### Zitierter Text
-------

Dass es gesund ist, zumindest eine Weile auf Alkohol zu verzichten, ist die Botschaft des „Suchej únor“, des „Trockenen Februars“. Jedes Jahr ruft die Kampagne die Menschen in Tschechien dazu auf, zumindest einen Monat lang komplett nüchtern zu bleiben. Laut den Statistiken der gleichnamigen Organisation haben sich im vergangenen Jahr landesweit bereits 1,2 Millionen Erwachsene daran beteiligt.

-------

### Datensätze
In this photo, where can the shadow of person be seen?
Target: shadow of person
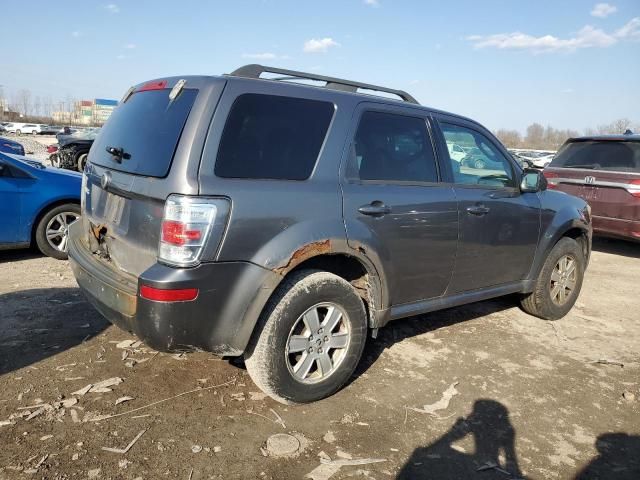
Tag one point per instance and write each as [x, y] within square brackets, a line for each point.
[619, 458]
[494, 448]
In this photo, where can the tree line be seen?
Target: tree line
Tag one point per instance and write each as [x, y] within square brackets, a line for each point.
[539, 137]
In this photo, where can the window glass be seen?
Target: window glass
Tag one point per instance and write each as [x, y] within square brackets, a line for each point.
[393, 147]
[600, 155]
[271, 137]
[146, 129]
[482, 163]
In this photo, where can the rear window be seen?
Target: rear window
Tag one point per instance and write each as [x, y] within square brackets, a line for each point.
[599, 155]
[147, 128]
[272, 137]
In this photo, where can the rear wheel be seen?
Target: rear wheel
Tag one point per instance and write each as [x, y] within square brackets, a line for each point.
[309, 339]
[52, 233]
[559, 282]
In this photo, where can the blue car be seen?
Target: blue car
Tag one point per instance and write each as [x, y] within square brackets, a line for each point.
[37, 205]
[9, 146]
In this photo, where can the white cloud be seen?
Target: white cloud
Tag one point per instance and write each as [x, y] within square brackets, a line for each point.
[587, 37]
[319, 46]
[603, 10]
[630, 30]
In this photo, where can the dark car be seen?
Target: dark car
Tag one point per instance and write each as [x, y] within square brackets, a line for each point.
[9, 146]
[288, 222]
[604, 171]
[37, 205]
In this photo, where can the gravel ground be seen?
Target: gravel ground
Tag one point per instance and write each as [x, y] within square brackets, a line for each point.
[482, 391]
[35, 146]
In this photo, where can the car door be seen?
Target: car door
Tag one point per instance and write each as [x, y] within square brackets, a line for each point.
[9, 205]
[499, 225]
[394, 207]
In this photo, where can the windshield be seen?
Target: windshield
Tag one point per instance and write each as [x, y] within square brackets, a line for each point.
[142, 133]
[617, 156]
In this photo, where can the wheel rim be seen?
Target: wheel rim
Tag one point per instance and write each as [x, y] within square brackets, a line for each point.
[563, 279]
[318, 343]
[57, 230]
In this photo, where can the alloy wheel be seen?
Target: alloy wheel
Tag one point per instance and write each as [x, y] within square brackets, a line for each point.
[318, 343]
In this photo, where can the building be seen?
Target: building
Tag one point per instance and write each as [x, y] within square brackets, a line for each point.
[87, 112]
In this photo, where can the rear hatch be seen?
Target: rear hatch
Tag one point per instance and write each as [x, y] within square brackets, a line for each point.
[149, 149]
[604, 172]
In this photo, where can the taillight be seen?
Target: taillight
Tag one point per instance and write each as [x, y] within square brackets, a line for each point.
[551, 177]
[634, 188]
[189, 226]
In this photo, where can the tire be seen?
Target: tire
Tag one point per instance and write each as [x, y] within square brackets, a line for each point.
[52, 221]
[545, 302]
[81, 161]
[283, 326]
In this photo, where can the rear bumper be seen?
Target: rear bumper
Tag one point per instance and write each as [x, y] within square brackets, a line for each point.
[616, 227]
[220, 320]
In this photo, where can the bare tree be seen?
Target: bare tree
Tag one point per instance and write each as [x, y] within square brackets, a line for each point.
[510, 138]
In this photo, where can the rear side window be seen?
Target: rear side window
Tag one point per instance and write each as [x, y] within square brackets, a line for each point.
[599, 155]
[272, 137]
[146, 129]
[391, 147]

-------

Gib aus dem Text über den „Trockenen Februar“ oben den Abschnitt von „Dass es gesund“ bis „Erwachsene daran beteiligt.“ unverändert wieder.

Dass es gesund ist, zumindest eine Weile auf Alkohol zu verzichten, ist die Botschaft des „Suchej únor“, des „Trockenen Februars“. Jedes Jahr ruft die Kampagne die Menschen in Tschechien dazu auf, zumindest einen Monat lang komplett nüchtern zu bleiben. Laut den Statistiken der gleichnamigen Organisation haben sich im vergangenen Jahr landesweit bereits 1,2 Millionen Erwachsene daran beteiligt.